[Begin SUPPLIED ENTRIES]
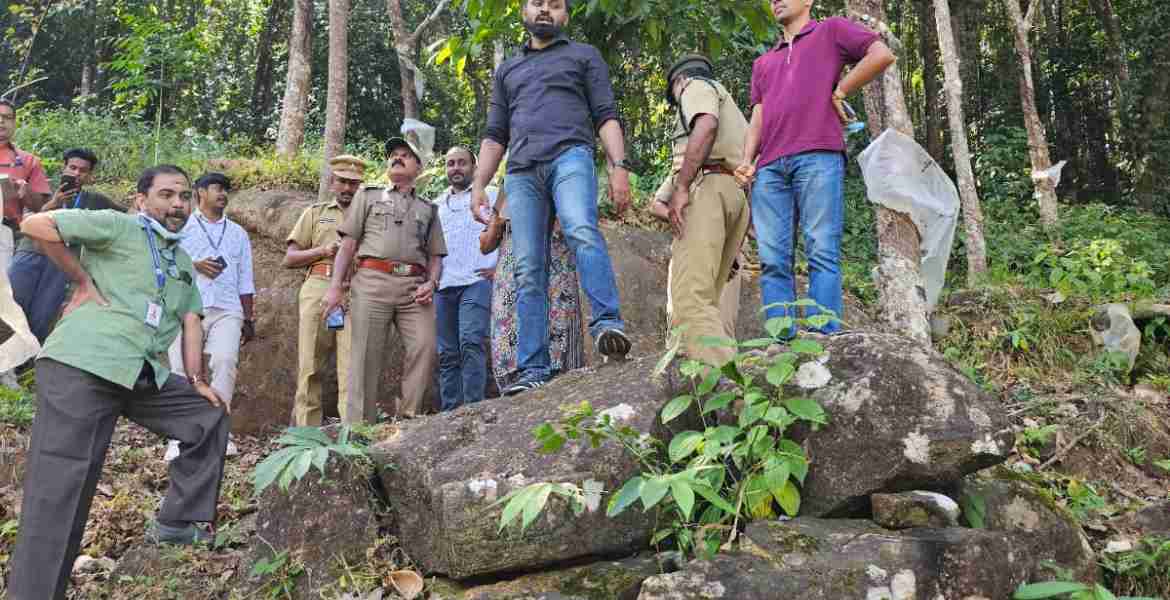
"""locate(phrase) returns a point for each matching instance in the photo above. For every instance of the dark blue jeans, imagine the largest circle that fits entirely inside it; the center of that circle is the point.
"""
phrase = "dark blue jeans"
(463, 318)
(805, 191)
(564, 188)
(39, 287)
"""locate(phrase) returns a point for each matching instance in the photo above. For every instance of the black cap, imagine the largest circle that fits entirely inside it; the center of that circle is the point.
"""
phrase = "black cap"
(683, 62)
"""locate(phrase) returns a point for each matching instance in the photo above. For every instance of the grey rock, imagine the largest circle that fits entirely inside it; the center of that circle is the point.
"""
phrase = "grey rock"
(914, 509)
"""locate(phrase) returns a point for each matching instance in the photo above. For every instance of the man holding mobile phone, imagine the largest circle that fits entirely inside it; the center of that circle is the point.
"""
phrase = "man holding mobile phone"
(38, 284)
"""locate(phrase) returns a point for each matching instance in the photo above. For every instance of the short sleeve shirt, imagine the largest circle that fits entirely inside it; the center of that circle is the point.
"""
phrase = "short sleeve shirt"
(317, 226)
(19, 164)
(710, 97)
(393, 226)
(112, 342)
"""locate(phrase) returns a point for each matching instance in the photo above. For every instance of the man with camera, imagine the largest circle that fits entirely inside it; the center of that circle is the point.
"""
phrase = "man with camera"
(36, 283)
(222, 257)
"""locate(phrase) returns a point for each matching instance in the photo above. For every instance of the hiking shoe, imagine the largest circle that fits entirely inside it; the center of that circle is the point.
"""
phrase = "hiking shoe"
(613, 344)
(523, 386)
(160, 533)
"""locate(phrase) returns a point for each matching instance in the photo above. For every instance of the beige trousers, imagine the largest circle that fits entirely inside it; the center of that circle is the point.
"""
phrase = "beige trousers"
(378, 301)
(716, 222)
(315, 343)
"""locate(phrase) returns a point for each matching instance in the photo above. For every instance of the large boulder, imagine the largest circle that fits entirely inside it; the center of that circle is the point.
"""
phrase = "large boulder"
(445, 474)
(901, 419)
(844, 559)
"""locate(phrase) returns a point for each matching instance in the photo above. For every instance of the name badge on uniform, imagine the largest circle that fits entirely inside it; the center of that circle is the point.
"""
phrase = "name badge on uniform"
(153, 315)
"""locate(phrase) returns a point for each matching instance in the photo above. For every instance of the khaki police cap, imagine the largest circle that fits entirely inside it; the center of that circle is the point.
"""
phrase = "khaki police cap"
(348, 166)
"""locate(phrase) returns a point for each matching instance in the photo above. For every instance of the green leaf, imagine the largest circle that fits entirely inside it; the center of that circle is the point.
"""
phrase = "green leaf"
(627, 495)
(807, 409)
(653, 491)
(779, 373)
(683, 496)
(676, 407)
(1047, 590)
(685, 445)
(789, 498)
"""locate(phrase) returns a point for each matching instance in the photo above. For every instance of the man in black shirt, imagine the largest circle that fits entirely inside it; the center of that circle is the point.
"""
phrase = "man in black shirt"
(549, 103)
(38, 284)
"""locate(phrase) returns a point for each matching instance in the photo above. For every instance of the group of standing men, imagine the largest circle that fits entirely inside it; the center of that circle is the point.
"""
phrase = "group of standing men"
(135, 295)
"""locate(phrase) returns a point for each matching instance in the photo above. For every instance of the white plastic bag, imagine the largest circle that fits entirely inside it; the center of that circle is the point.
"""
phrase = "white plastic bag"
(902, 177)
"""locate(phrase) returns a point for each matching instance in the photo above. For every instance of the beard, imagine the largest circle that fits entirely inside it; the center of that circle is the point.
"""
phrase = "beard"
(543, 30)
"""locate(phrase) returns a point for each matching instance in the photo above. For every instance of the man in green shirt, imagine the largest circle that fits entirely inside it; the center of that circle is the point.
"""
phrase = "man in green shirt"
(135, 292)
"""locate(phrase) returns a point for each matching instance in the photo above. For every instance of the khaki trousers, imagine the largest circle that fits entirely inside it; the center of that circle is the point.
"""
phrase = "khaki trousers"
(380, 300)
(315, 343)
(716, 221)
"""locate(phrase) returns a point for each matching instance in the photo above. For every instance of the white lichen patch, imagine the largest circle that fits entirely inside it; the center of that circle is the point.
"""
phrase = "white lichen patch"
(813, 376)
(486, 489)
(621, 412)
(916, 448)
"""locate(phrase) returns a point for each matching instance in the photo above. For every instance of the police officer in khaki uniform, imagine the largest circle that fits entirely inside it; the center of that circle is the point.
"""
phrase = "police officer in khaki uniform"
(311, 246)
(398, 243)
(707, 208)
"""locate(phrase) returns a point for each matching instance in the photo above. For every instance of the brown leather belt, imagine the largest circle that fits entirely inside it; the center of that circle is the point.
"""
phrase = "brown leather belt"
(401, 269)
(718, 169)
(322, 268)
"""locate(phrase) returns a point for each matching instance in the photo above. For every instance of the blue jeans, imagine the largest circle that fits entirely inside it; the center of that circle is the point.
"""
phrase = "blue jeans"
(564, 188)
(463, 316)
(39, 287)
(805, 190)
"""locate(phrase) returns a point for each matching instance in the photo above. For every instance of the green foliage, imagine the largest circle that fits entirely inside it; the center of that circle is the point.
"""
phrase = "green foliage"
(704, 478)
(303, 448)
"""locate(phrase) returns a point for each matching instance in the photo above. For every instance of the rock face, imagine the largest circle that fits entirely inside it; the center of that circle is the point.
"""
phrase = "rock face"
(1048, 531)
(842, 559)
(319, 519)
(442, 474)
(901, 419)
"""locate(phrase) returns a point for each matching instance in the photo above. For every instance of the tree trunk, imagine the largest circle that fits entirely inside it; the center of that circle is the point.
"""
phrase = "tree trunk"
(902, 297)
(296, 88)
(933, 112)
(972, 213)
(406, 46)
(262, 80)
(338, 87)
(1037, 138)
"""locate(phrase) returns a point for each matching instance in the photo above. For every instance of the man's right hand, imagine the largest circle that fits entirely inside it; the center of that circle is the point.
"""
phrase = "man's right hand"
(744, 174)
(84, 292)
(331, 301)
(208, 268)
(479, 200)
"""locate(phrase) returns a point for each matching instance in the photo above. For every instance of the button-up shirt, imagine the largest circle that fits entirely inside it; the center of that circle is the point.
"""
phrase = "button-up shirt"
(114, 342)
(204, 239)
(461, 232)
(393, 226)
(544, 102)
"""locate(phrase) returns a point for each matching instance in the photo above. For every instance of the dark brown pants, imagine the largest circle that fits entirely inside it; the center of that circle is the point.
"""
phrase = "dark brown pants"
(75, 418)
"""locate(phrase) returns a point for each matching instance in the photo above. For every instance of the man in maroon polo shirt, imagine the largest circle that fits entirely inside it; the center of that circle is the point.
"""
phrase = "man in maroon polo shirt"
(795, 147)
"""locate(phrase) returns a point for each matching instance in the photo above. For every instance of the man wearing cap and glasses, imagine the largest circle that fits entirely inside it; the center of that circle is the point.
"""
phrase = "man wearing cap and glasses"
(398, 243)
(311, 246)
(707, 208)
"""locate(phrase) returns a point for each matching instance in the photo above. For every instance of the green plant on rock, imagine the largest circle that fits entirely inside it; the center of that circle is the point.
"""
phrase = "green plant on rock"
(704, 480)
(304, 448)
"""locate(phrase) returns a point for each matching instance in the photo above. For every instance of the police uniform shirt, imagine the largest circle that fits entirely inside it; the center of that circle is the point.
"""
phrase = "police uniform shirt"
(393, 226)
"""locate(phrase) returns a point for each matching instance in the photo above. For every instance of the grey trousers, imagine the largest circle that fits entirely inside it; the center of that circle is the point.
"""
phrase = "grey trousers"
(75, 418)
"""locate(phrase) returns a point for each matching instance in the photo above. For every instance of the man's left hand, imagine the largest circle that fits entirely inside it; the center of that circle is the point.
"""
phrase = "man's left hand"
(619, 190)
(679, 202)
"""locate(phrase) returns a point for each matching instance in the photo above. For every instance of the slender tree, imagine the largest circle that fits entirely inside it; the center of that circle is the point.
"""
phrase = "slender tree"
(296, 88)
(972, 212)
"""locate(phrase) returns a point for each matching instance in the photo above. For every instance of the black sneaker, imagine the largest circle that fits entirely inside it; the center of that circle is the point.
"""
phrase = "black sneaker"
(523, 386)
(613, 344)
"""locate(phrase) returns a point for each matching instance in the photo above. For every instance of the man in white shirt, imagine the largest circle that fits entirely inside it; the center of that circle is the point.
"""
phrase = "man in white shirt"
(222, 257)
(463, 302)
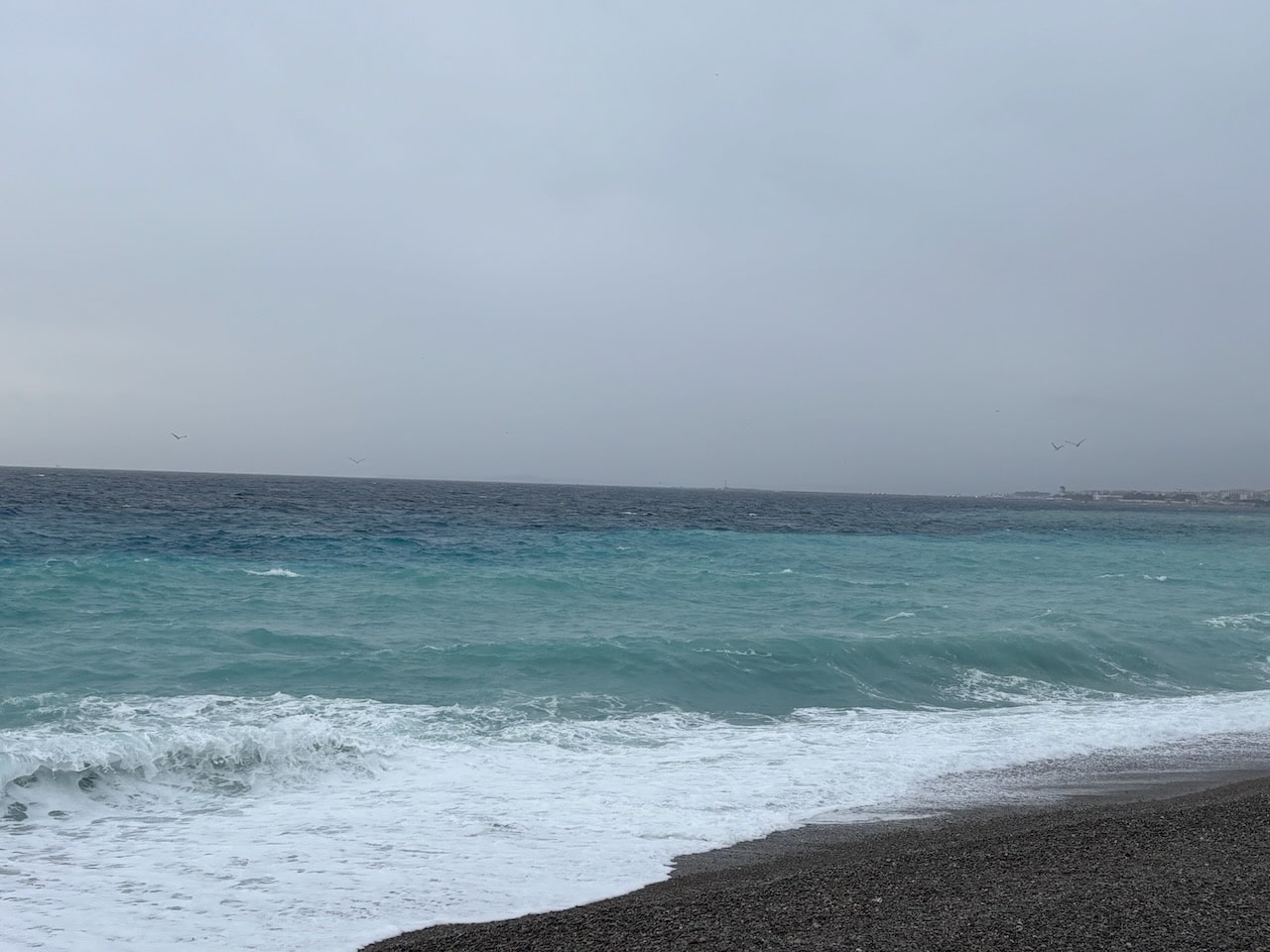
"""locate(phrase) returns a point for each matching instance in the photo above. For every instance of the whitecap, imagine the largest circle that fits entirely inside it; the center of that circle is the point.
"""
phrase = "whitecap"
(1238, 621)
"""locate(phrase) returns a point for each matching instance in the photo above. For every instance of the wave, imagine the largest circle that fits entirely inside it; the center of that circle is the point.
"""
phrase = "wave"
(1239, 621)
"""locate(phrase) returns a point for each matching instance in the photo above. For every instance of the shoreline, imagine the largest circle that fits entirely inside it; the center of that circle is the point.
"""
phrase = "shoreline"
(1162, 862)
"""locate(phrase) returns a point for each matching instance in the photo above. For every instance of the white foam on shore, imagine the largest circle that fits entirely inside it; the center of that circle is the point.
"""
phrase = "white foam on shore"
(303, 823)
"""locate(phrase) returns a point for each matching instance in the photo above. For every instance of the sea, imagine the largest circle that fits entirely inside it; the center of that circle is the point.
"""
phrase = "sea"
(272, 712)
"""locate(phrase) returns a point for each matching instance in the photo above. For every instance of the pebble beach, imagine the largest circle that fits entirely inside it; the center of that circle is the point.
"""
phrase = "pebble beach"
(1153, 870)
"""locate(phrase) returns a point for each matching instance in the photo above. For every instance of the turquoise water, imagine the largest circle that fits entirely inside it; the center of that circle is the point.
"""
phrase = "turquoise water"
(262, 694)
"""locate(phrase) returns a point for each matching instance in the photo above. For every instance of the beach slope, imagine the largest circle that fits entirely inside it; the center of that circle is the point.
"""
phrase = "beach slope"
(1188, 873)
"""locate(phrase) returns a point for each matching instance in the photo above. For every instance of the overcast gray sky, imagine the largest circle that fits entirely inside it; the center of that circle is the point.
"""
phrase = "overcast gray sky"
(860, 246)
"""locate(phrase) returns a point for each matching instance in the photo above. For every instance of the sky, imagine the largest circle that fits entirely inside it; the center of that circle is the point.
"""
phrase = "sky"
(857, 246)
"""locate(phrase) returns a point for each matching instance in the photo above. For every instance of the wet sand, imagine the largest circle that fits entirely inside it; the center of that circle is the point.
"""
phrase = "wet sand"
(1165, 866)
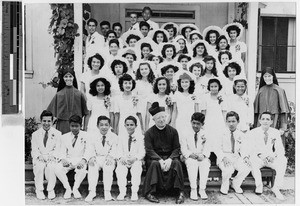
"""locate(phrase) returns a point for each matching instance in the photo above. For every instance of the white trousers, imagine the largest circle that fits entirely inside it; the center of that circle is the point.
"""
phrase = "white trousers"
(193, 167)
(279, 165)
(135, 170)
(237, 164)
(39, 170)
(93, 174)
(61, 173)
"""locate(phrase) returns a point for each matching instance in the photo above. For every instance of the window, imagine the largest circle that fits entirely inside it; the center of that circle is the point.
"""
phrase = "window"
(277, 44)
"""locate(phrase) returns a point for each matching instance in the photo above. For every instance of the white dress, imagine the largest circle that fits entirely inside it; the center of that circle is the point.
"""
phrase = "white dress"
(125, 107)
(185, 110)
(97, 108)
(214, 120)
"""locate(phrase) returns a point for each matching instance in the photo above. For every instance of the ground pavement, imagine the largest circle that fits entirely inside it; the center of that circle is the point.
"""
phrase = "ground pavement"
(214, 196)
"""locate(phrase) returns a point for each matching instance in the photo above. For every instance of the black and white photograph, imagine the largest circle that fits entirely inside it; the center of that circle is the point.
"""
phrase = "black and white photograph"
(151, 103)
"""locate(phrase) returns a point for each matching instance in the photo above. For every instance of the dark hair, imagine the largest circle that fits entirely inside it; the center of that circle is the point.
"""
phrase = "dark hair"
(102, 117)
(233, 114)
(211, 32)
(126, 77)
(266, 112)
(116, 41)
(143, 23)
(102, 23)
(235, 83)
(118, 62)
(218, 41)
(151, 56)
(134, 56)
(205, 53)
(214, 81)
(76, 119)
(159, 32)
(132, 36)
(197, 64)
(224, 52)
(62, 83)
(92, 20)
(46, 113)
(155, 86)
(198, 116)
(150, 76)
(171, 26)
(111, 32)
(131, 118)
(233, 27)
(214, 69)
(183, 56)
(147, 8)
(270, 71)
(165, 47)
(232, 65)
(117, 24)
(191, 88)
(97, 56)
(93, 90)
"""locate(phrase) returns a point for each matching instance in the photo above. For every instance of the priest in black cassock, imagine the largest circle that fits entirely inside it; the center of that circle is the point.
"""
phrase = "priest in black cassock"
(164, 170)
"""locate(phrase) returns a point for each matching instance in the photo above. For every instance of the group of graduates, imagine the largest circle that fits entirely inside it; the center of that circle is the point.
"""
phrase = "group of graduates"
(159, 97)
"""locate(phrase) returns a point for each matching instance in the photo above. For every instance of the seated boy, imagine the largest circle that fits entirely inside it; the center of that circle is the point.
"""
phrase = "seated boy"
(100, 154)
(73, 146)
(130, 153)
(45, 146)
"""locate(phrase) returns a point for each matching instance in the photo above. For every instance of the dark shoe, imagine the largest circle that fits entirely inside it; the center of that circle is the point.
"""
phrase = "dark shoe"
(152, 198)
(180, 198)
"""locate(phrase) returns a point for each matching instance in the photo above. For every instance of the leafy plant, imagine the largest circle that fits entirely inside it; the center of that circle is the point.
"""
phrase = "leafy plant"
(31, 126)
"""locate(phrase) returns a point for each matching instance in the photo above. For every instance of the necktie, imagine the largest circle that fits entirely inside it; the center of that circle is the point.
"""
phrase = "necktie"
(232, 142)
(74, 140)
(266, 136)
(45, 138)
(196, 139)
(103, 140)
(129, 142)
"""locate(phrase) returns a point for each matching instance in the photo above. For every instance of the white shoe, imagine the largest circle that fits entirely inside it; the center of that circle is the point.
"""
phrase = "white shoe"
(203, 194)
(40, 194)
(51, 194)
(121, 196)
(107, 196)
(278, 193)
(76, 193)
(193, 194)
(134, 196)
(237, 189)
(90, 196)
(68, 193)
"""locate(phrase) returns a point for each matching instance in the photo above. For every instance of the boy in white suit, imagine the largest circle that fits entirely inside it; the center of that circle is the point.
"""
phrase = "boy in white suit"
(267, 150)
(130, 153)
(231, 155)
(101, 154)
(73, 146)
(45, 146)
(195, 150)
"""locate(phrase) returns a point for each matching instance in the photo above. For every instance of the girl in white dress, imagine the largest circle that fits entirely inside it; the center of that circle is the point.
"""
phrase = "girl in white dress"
(99, 103)
(126, 104)
(185, 102)
(144, 85)
(161, 90)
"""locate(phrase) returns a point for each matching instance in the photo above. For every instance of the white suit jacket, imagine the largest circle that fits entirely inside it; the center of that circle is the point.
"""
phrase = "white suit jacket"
(95, 148)
(257, 143)
(52, 145)
(187, 143)
(137, 148)
(67, 150)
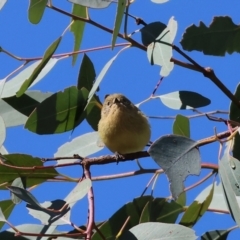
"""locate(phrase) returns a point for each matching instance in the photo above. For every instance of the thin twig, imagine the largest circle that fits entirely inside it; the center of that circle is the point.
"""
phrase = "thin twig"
(191, 116)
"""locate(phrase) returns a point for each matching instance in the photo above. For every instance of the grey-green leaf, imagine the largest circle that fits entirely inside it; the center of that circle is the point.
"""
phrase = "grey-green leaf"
(178, 157)
(230, 181)
(184, 100)
(216, 235)
(234, 115)
(181, 126)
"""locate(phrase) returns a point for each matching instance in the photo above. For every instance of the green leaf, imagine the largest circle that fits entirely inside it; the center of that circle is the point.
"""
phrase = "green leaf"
(61, 112)
(178, 157)
(159, 210)
(118, 20)
(181, 126)
(77, 28)
(36, 10)
(10, 234)
(2, 131)
(102, 74)
(133, 209)
(7, 207)
(47, 55)
(196, 210)
(158, 231)
(87, 75)
(13, 84)
(24, 195)
(83, 145)
(15, 111)
(234, 115)
(220, 37)
(48, 217)
(21, 183)
(2, 217)
(216, 235)
(184, 100)
(34, 176)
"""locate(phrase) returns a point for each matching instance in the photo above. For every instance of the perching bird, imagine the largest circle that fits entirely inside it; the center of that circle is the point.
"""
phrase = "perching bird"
(123, 128)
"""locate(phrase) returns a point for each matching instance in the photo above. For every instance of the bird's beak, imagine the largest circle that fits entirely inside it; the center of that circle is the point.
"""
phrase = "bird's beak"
(116, 100)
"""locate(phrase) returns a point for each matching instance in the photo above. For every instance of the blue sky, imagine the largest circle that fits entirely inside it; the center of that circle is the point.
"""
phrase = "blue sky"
(132, 75)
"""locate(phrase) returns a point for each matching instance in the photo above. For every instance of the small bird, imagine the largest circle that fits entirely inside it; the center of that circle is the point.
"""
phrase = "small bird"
(123, 128)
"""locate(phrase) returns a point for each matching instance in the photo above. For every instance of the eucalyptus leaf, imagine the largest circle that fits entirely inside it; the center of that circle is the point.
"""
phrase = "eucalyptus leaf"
(77, 28)
(83, 145)
(2, 218)
(18, 182)
(184, 100)
(113, 225)
(218, 201)
(216, 235)
(47, 217)
(159, 1)
(36, 10)
(178, 157)
(24, 195)
(155, 231)
(2, 3)
(13, 84)
(151, 31)
(229, 169)
(196, 210)
(221, 37)
(6, 206)
(2, 131)
(47, 55)
(61, 112)
(37, 176)
(159, 52)
(10, 234)
(87, 75)
(102, 74)
(234, 115)
(92, 3)
(15, 111)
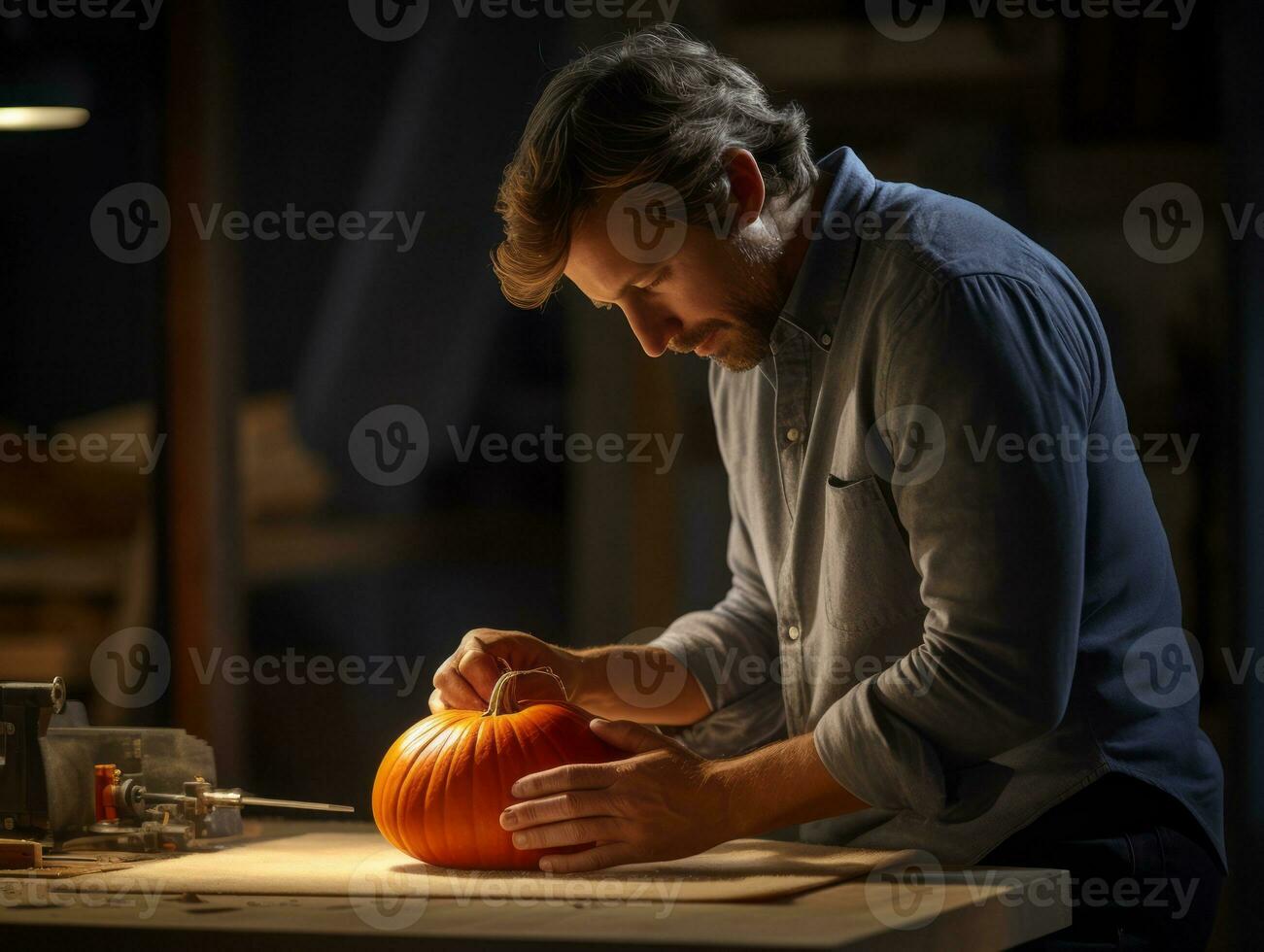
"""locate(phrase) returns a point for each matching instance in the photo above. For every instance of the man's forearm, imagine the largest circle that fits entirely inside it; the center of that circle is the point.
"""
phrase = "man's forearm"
(780, 785)
(637, 683)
[End SUPPLIED ENTRIES]
STATED EXERCISE: Can you quote exactly, and only, the lines from the one containing "blue sky, imagine" through the last line of the records above, keeping both ends and leaving out any pictures?

THE OUTPUT:
"""locate(phrase) returns a point for each matching instance in the photo above. For every instance of the blue sky, imagine the largest circle that fits entirely inside it; the center of that circle is the point.
"""
phrase = "blue sky"
(132, 75)
"""locate(phrase) returns a point for each matching instance in the photo above. For every instance of the small bird, imagine the largest circle that fits entirely inside it; the center of that circle is the point.
"""
phrase = "small bird"
(123, 128)
"""locate(phrase) returns a point for each matching instance in the photo above. For every instance of the eucalyptus leaf, imagine the largest circle that fits entirely inside it; the center of that circle is the point.
"""
phrase = "eucalyptus leaf"
(77, 28)
(83, 145)
(2, 218)
(18, 182)
(184, 100)
(113, 225)
(218, 201)
(216, 235)
(47, 217)
(159, 1)
(36, 10)
(178, 157)
(24, 195)
(155, 231)
(2, 3)
(13, 84)
(151, 31)
(229, 169)
(196, 210)
(221, 37)
(6, 206)
(2, 131)
(47, 55)
(61, 112)
(37, 176)
(159, 52)
(10, 234)
(87, 75)
(102, 74)
(234, 115)
(92, 3)
(15, 111)
"""locate(phrase) returns a point for each matching instance in the photo above. For every instance of the man's forearm, imagine the largest circle that fits entirely inside it; the center of that circle is the point.
"""
phrase = "man's forearm"
(780, 785)
(637, 683)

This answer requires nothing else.